:: TASK ::
Copy the data below word for word, leaving out the pictures.

++++ RECORDS PROVIDED

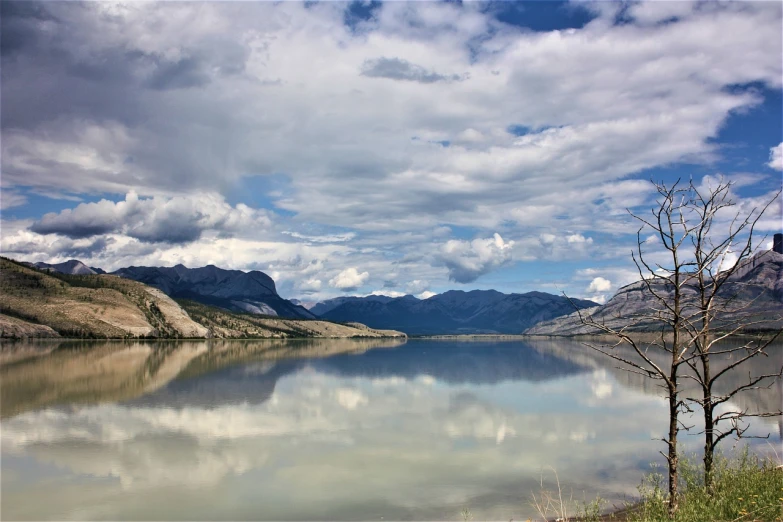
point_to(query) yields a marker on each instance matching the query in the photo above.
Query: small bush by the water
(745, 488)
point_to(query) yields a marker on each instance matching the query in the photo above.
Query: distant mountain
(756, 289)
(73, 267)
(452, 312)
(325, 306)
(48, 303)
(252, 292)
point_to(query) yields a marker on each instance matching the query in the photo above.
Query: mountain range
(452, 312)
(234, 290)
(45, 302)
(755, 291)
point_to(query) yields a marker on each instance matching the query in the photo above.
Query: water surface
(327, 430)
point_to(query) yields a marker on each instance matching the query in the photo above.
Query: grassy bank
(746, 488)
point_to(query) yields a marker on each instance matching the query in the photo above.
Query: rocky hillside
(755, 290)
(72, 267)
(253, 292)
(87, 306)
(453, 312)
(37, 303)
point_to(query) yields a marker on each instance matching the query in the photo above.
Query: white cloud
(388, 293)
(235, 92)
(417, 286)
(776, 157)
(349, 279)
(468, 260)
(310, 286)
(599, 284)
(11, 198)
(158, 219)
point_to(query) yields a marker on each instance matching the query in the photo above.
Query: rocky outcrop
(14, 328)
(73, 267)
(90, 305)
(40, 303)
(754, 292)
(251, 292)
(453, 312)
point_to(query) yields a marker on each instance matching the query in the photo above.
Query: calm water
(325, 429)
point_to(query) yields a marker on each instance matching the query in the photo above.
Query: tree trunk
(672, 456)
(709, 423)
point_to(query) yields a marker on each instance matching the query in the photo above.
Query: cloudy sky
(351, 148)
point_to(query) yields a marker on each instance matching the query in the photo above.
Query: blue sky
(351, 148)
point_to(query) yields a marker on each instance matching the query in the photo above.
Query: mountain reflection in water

++++++++

:: SOLVED PROBLEM ::
point_to(query) yields a marker on each instance matching the query in the photo above.
Query: small bush by the water
(745, 488)
point_to(query) yields a marker on each instance matching the query in the photo above.
Query: distant mountain
(756, 289)
(73, 267)
(452, 312)
(325, 306)
(48, 303)
(252, 292)
point_to(query) yields a marker on each instance matching the query in the photo above.
Query: mountain range
(452, 312)
(234, 290)
(45, 302)
(755, 291)
point_to(query) yields a marker on each instance matching the query in the photo above.
Query: water surface
(327, 430)
point_to(query) yields a marker on each instance matching the query in the photo above.
Query: grassy bank
(746, 488)
point_to(query) yields a marker on each instance matching the query in the photo above.
Query: rocky hillside
(755, 290)
(72, 267)
(253, 292)
(87, 306)
(453, 312)
(37, 303)
point_to(query) yields a marker on each instance matching the query in the photo above.
Query: white cloud
(388, 293)
(235, 92)
(417, 286)
(776, 157)
(349, 279)
(468, 260)
(310, 286)
(599, 284)
(11, 198)
(158, 219)
point_to(query) yields a marker on each instance matching the query in the photo above.
Query: rocky outcrop
(14, 328)
(73, 267)
(90, 305)
(40, 303)
(754, 292)
(251, 292)
(453, 312)
point_to(query) yields a marker on each instance matching the query in the photo above.
Query: calm water
(325, 429)
point_to(query) yields a marker on each instance matching the query in the photo above.
Query: tree trunk
(672, 456)
(709, 423)
point_to(query) yields a marker on each instance matching the query in the photo above.
Query: cloudy sky
(351, 148)
point_to(query) yields a marker on each instance matching the query in the photo above.
Query: blue sky
(351, 148)
point_to(query) yields a marker on each instance matching the query in the photo above.
Query: mountain reflection in water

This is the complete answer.